Come Let Us Reason Together|
A Bible Study of
Revelation Chapter 20
CERINTHUS was the founder of one of the earliest heretical sects among the Christians. He was brought up in Egypt (Theod. Hcer. Fab. ii. 3), but moved to Asia Minor where he propagated his doctrines. He flourished with a few followers according to Eusebius (Hist. Fed. iii. 28) in the time of Trajan (98-117).
According to Irenaeus (Contra Hcer. i. 26), Cerinthus taught "that Jesus was not born of a virgin, but was the offspring of Joseph and Mary, born like all other human beings. He taught Jesus began His earthly life as a mere man, though at His Baptism ‘the Christ’, a higher Divine power, descended upon Him, and later departed just before the crucifixion. His Millennium was taught as a time of great indulgences for the Jewish people.
Early History of the Millennium Teaching
by Hasten The Light Ministries
From the book of EUSEBIUS ECCLESIASTICAL HISTORY, we learn that the Millennium doctrine started in an ungodly heretic by the name of Cerinthus, who lived in the first century. It is true that the Jews generally believed that the Messiah would establish a literal or earthly kingdom. And even some of them believed that Messiah's reign would last a thousand years. We here give an extract from Neander's History of Christian Dogmas, Vol. 1, Page 248.
"The idea of a Millennial reign proceeded from Judaism; for among the Jews the representation was current that the Messiah would reign a thousand years upon earth. . . . Such products of Jewish imagination passed over into Christianity."

__MATERIAL PROVIDED__.
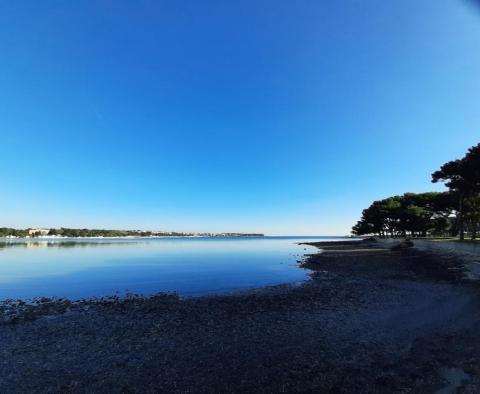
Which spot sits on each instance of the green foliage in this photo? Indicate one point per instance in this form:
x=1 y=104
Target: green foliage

__EXERCISE INSTRUCTIONS__.
[A] According to the Bible study text, where was Cerinthus brought up?
[B] Swap "the Jewish people" for "the Hebrew people" and write out the Bible study text again, covering everything from "According to Irenaeus" down to "the Jewish people.".
[C] Carry the Bible study on the millennium teaching forward from the point where it stops.

__TASK ANSWERS__.
[A] Egypt.

[B]
According to Irenaeus (Contra Hcer. i. 26), Cerinthus taught "that Jesus was not born of a virgin, but was the offspring of Joseph and Mary, born like all other human beings. He taught Jesus began His earthly life as a mere man, though at His Baptism ‘the Christ’, a higher Divine power, descended upon Him, and later departed just before the crucifixion. His Millennium was taught as a time of great indulgences for the Hebrew people.

[C]
As before stated, Cerinthus was the first to attempt to introduce this doctrine under Christianity. Let history speak. In Eusebius's Ecclesiastical History, Book III, Chapter 28, is preserved a fragment from the writings of Caius, who lived about the close of the second century, which gives us the following account of Cerinthus's heresy:
"But Cerinthus, too, through revelation written, as he would have us believe, by a great apostle, brings before us marvelous things, which he pretends were shown him by angels; alleging that after the resurrection the kingdom of Christ is to be on earth, and that the flesh dwelling in Jerusalem is again to be subject to desires and pleasures. And being an enemy to the scriptures of God, wishing to deceive men, he says that there is to be space of a thousand years for marriage festivities." "One of the doctrines he taught was, that Christ would have an earthly kingdom."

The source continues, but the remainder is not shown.